> Excerpted text
•••
The Scottish city of Glasgow was at the centre of pleas by world leaders, environmental experts and activists for action to halt the global warming which threatens the future of the planet. It was also witness to a major deal struck by a group of 100 world leaders including UK, US, and China promising to stop deforestation by 2030.
If reports are to be believed the two-day summit at the COP26 ended with big polluters making new commitments but with substantial caveats. And the pledges are expected to allow the planet’s average surface temperature to rise 2.7C this century.
US President Joe Biden restated an earlier pledge to halve emissions by 2030. Britain, the EU and New Zealand have all set a target date of 2050 to reach net zero. Brazil said it would cut its greenhouse gas emissions by 50 percent by 2030, upping a previous pledge, and would end illegal deforestation by 2028.
India has set 2070 as a target to reach net-zero carbon emissions, but that's 20 years beyond the UN's global recommendation.
At its meeting in Rome, the G20 nations, responsible for around 80 per cent of global greenhouse gases, earlier failed to agree to halt net carbon emissions by 2050, undermining one of the summit’s main goals.
But what is encouraging is that many governments, industries and other businesses are setting targets to reach net-zero emissions for 2030. They are also aiming to protect at least 30 per cent of the world’s land and oceans by the same period.
But the question asked by Barbados Prime Minister Mia Mottley that whether there will be peace and prosperity if one-third of the world lives in prosperity and two-third lives under seas and face calamitous threats to our wellbeing cannot be ignored by the leaders of developed nations.
Similarly, what Elizabeth Wathuti, a climate activist from Kenya, said is heart-rending, “I need to tell you what is happening in my home country. Right now, as you sit comfortably in this conference center Glasgow, over two million of my fellow Kenyans are facing climate-related starvation. Please open your hearts. If you allow yourself to feel it, the heartbreak and the injustice is hard to bear”.
As experts point out, the rapidly warming climate is the greatest threat to global public health. Repeatedly they have been calling on world leaders to cut heat-trapping emissions to avoid "catastrophic harm to health that will be impossible to reverse."
The most vulnerable populations are at highest risk from climate change, including the oldest and youngest, as well as those already facing economic and health challenges. Young children are falling sick and are seeking admissions in hospitals breathing problems due to poor air quality. We are witness to more heat exhaustion and heat-related illnesses. With climate change happening, the number of these cases will continue to rise.
Repeated disasters, such as hurricanes and fires, can lead to mental health problems and instability as people are displaced. Infectious diseases are also expected to rise.
Our clean air, clean water, temperate climate, mountain snowpack, and general way of life are at risk, and humans have the capacity to work together in a concerted effort to preserve our climate.
As UN Secretary-General Antonio Guterres points out, “the carbon announcements might give the impression that we are on track to turn things around. This is an illusion.”
These promises are not enough. Targets are easy to set and hard to achieve. They are yet to be matched with credible short and longer term plans to accelerate cleaner technologies and transform societies.
But to have any chance of capping global heating to 1.5 degrees Celsius, the world needs to almost halve greenhouse gas emissions in the next eight years and reach net-zero emissions by 2050.
•••
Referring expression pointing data

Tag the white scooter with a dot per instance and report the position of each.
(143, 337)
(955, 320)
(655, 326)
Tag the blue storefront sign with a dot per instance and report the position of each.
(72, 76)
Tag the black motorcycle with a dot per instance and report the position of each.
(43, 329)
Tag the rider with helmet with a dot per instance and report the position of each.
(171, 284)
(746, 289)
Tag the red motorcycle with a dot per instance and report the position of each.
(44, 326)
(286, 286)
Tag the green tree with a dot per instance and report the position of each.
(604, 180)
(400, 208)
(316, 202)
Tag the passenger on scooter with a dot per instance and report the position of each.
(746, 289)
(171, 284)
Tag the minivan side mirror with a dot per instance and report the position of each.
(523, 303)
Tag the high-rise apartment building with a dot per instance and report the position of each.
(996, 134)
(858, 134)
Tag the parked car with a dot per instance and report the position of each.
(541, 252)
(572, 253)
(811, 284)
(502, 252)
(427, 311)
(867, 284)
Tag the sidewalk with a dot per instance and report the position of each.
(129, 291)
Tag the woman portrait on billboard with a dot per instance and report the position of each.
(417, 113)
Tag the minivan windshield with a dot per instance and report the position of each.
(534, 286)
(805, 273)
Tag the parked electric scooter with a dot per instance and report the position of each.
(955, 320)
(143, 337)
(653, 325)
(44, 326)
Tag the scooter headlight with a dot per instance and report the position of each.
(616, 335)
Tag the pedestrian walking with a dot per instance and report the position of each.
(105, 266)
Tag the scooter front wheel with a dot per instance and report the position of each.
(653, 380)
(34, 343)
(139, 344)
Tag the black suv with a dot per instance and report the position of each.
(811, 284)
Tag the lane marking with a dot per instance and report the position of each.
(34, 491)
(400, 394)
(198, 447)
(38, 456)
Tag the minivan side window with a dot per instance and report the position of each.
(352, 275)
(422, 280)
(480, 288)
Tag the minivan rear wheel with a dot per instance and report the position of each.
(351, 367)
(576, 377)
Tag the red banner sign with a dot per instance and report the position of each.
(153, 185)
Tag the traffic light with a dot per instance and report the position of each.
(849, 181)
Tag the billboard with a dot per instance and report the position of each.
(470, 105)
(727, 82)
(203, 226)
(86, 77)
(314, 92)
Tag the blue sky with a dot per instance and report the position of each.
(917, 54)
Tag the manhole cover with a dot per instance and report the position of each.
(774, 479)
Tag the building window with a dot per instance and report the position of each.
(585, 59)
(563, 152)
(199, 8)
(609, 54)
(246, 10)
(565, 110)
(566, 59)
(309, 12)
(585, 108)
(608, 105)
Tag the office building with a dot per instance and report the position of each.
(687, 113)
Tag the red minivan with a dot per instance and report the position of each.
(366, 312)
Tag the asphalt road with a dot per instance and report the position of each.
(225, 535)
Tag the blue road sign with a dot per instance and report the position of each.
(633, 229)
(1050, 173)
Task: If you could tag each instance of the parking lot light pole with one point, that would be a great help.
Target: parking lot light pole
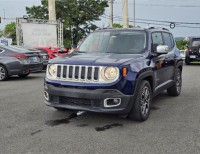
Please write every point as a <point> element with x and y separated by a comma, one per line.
<point>52,10</point>
<point>125,13</point>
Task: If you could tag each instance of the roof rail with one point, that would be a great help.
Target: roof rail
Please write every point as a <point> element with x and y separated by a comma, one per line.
<point>158,28</point>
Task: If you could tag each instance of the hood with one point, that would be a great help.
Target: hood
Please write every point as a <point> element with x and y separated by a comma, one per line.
<point>95,59</point>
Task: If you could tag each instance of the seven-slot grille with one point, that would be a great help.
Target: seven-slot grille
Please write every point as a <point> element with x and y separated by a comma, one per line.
<point>78,73</point>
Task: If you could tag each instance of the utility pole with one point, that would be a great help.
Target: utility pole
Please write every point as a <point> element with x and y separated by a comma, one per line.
<point>125,14</point>
<point>134,13</point>
<point>111,13</point>
<point>52,10</point>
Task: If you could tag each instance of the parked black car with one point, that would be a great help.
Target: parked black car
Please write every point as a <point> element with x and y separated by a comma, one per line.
<point>14,61</point>
<point>116,71</point>
<point>193,51</point>
<point>44,58</point>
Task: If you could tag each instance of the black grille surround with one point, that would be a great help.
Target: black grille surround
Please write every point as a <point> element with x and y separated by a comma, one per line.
<point>78,73</point>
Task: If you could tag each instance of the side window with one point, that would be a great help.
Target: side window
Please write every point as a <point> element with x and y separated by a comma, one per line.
<point>156,40</point>
<point>167,40</point>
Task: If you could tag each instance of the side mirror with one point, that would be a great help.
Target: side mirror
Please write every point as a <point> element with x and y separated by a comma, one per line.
<point>162,49</point>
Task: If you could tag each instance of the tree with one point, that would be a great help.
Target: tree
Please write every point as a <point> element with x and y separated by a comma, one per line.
<point>78,16</point>
<point>116,25</point>
<point>10,31</point>
<point>1,33</point>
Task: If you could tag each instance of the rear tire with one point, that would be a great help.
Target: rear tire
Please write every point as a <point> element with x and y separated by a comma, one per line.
<point>23,75</point>
<point>141,107</point>
<point>3,73</point>
<point>175,90</point>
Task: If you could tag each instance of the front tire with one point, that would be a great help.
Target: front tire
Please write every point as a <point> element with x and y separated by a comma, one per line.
<point>175,90</point>
<point>141,107</point>
<point>23,75</point>
<point>3,73</point>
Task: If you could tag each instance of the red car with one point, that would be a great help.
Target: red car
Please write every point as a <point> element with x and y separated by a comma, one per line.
<point>54,52</point>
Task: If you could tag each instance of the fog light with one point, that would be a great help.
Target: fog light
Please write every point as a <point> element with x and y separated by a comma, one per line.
<point>46,96</point>
<point>112,102</point>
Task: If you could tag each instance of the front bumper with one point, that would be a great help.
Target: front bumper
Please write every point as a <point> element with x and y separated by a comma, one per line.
<point>87,100</point>
<point>33,67</point>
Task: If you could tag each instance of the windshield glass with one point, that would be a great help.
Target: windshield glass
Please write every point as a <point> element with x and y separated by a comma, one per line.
<point>196,42</point>
<point>120,42</point>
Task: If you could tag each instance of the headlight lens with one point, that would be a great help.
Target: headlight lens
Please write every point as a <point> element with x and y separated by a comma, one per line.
<point>110,73</point>
<point>52,70</point>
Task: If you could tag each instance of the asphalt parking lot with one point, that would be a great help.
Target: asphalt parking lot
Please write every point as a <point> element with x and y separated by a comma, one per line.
<point>28,126</point>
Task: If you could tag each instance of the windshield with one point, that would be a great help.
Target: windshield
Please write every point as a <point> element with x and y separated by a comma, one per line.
<point>120,42</point>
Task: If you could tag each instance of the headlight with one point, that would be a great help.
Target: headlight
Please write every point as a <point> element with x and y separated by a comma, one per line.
<point>52,70</point>
<point>109,73</point>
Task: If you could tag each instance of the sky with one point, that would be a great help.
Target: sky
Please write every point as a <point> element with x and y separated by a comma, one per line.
<point>147,11</point>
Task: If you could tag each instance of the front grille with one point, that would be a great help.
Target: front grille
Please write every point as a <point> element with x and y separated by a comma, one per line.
<point>78,73</point>
<point>79,102</point>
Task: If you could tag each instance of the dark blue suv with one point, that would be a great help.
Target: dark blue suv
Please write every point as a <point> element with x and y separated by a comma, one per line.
<point>116,71</point>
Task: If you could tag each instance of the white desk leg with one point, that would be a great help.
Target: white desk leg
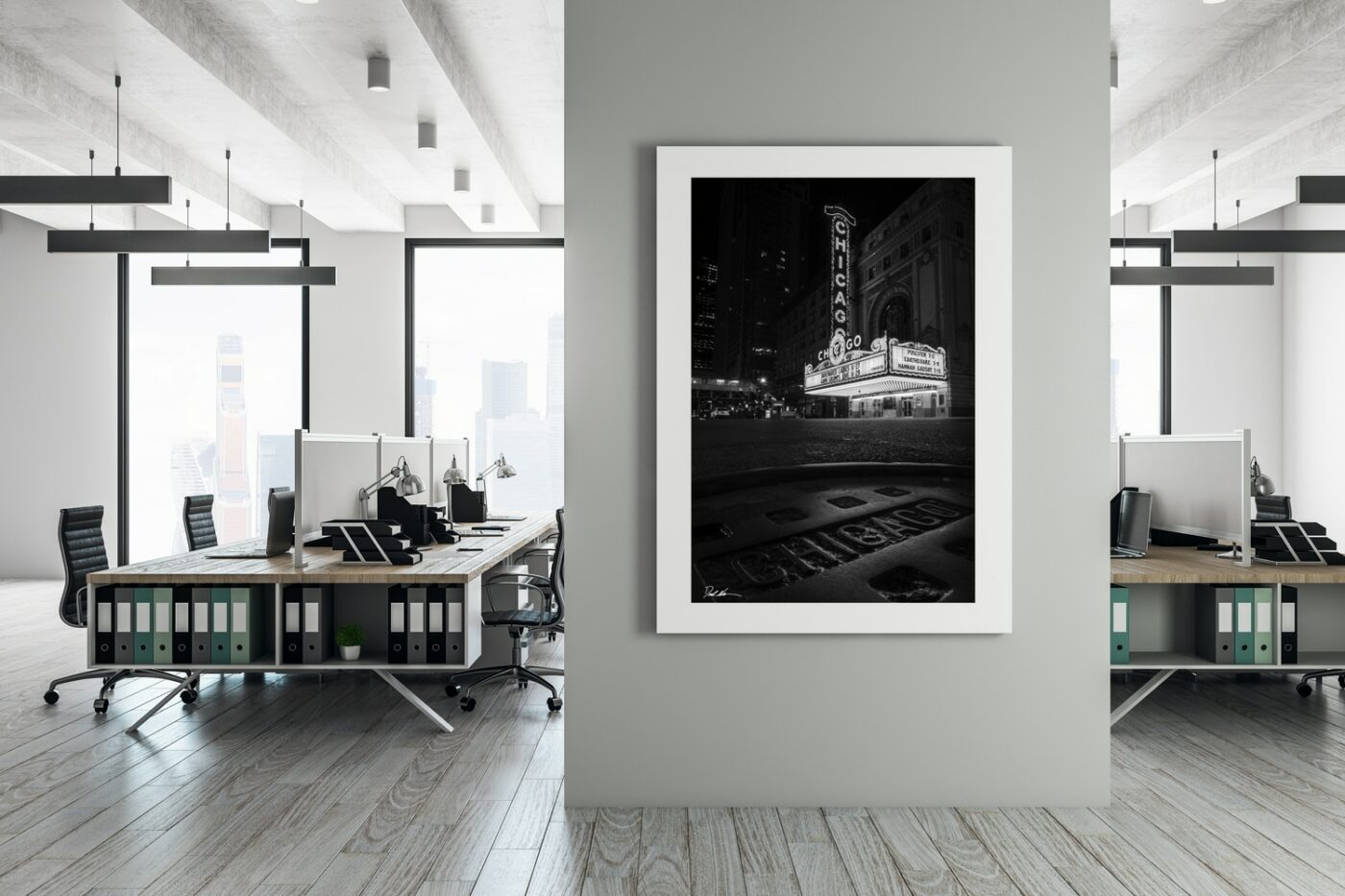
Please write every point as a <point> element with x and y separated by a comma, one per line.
<point>412,698</point>
<point>1134,700</point>
<point>185,682</point>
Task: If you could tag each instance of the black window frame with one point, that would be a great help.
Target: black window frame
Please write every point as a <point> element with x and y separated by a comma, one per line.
<point>124,382</point>
<point>1165,326</point>
<point>433,242</point>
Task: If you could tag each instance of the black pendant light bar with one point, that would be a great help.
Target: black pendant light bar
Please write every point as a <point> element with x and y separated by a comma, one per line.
<point>1259,241</point>
<point>246,275</point>
<point>158,241</point>
<point>1321,190</point>
<point>1186,276</point>
<point>70,190</point>
<point>73,190</point>
<point>1192,276</point>
<point>182,240</point>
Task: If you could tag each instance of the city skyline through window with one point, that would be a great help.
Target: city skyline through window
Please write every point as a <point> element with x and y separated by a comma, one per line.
<point>490,363</point>
<point>214,400</point>
<point>1137,350</point>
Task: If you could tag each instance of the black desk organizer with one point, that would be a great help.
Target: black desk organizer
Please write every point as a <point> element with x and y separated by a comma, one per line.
<point>424,525</point>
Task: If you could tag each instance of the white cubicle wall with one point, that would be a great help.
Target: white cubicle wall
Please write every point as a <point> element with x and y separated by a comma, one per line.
<point>330,470</point>
<point>1200,482</point>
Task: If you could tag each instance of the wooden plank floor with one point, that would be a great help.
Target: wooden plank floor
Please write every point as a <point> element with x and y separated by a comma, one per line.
<point>285,785</point>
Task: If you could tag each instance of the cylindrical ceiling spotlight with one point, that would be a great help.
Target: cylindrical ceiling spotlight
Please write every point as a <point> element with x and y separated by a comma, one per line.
<point>379,74</point>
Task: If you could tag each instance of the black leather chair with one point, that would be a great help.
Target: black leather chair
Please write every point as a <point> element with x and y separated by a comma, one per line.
<point>521,623</point>
<point>83,552</point>
<point>198,521</point>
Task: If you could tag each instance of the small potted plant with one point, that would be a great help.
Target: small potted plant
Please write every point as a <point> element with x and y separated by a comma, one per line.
<point>349,638</point>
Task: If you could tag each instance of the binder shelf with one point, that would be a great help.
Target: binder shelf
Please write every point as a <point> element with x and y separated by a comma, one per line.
<point>197,614</point>
<point>1180,608</point>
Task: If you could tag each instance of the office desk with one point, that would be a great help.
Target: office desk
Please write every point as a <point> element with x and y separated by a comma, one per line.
<point>441,566</point>
<point>1189,567</point>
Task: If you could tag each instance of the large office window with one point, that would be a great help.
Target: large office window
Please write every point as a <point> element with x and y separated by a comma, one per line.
<point>214,393</point>
<point>488,363</point>
<point>1138,346</point>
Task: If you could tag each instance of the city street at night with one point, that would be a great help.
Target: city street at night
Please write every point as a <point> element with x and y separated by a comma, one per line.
<point>729,446</point>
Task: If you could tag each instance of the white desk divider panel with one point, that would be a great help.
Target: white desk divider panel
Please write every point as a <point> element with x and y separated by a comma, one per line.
<point>1201,485</point>
<point>419,452</point>
<point>330,470</point>
<point>441,455</point>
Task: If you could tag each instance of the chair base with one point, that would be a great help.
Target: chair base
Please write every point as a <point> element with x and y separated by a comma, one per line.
<point>110,684</point>
<point>1305,689</point>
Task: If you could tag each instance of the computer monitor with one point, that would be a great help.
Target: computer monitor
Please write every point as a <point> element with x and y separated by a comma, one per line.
<point>1199,483</point>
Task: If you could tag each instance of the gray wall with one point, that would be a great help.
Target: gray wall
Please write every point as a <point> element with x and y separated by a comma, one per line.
<point>838,720</point>
<point>58,401</point>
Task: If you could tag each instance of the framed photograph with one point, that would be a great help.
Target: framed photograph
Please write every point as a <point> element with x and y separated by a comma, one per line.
<point>843,318</point>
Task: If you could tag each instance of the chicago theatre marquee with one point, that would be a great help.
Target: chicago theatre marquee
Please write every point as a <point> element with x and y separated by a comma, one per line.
<point>917,295</point>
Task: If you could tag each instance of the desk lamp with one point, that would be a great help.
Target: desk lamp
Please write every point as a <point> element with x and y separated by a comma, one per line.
<point>407,483</point>
<point>452,476</point>
<point>501,469</point>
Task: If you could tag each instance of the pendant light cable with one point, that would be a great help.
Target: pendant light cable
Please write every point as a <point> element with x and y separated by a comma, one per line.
<point>1237,225</point>
<point>1123,233</point>
<point>1213,195</point>
<point>228,186</point>
<point>116,81</point>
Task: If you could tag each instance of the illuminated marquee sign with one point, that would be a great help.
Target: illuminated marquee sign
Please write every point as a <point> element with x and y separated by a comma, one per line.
<point>840,285</point>
<point>861,368</point>
<point>918,361</point>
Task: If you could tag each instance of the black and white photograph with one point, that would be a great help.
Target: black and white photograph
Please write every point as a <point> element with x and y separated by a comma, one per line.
<point>833,389</point>
<point>841,318</point>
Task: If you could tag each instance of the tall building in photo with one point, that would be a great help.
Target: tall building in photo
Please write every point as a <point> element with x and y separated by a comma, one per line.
<point>917,285</point>
<point>275,470</point>
<point>424,405</point>
<point>555,366</point>
<point>762,264</point>
<point>705,282</point>
<point>503,396</point>
<point>232,496</point>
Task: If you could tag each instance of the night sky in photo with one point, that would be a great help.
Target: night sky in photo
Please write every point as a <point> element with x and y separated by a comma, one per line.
<point>869,200</point>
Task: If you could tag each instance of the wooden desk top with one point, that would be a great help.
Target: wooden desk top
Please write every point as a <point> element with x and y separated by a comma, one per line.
<point>440,564</point>
<point>1190,567</point>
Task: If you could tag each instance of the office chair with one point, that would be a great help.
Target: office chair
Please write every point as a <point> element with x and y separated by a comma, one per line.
<point>198,522</point>
<point>550,550</point>
<point>83,552</point>
<point>521,624</point>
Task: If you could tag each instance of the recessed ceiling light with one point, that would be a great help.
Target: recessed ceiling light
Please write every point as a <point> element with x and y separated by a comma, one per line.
<point>379,74</point>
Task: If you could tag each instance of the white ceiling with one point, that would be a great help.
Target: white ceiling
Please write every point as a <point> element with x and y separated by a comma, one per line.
<point>1261,81</point>
<point>282,85</point>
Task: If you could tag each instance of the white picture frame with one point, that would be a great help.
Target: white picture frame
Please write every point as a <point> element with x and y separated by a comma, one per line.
<point>991,610</point>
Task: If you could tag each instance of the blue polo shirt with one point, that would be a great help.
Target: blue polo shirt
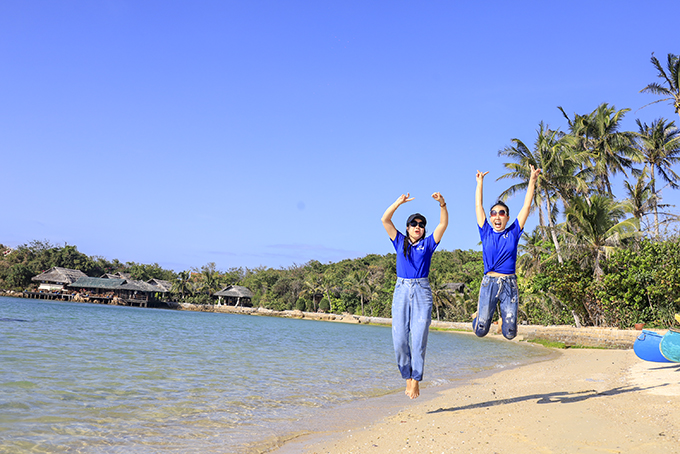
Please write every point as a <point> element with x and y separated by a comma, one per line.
<point>499,249</point>
<point>417,264</point>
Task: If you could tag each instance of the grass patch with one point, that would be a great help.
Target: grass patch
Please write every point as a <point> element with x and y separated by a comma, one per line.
<point>547,343</point>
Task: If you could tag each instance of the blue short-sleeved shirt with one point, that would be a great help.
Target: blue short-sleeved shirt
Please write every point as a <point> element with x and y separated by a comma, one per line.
<point>499,249</point>
<point>417,264</point>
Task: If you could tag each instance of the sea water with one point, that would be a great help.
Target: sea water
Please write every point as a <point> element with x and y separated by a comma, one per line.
<point>108,379</point>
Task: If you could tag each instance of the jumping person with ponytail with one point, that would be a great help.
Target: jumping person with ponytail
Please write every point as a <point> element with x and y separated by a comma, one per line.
<point>412,300</point>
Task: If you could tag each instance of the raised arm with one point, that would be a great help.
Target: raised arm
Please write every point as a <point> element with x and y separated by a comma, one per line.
<point>528,198</point>
<point>387,216</point>
<point>479,203</point>
<point>443,218</point>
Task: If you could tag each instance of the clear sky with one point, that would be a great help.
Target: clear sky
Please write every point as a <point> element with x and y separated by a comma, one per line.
<point>271,133</point>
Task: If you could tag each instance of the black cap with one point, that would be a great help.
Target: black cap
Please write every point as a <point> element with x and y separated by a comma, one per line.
<point>416,216</point>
•••
Answer from the text on the COP26 summit:
(a) By what year has India set a target to reach net-zero carbon emissions?
(b) Roughly what share of global greenhouse gases are the G20 nations responsible for?
(c) What country is climate activist Elizabeth Wathuti from?

> Answer box
(a) 2070
(b) Around 80 per cent
(c) Kenya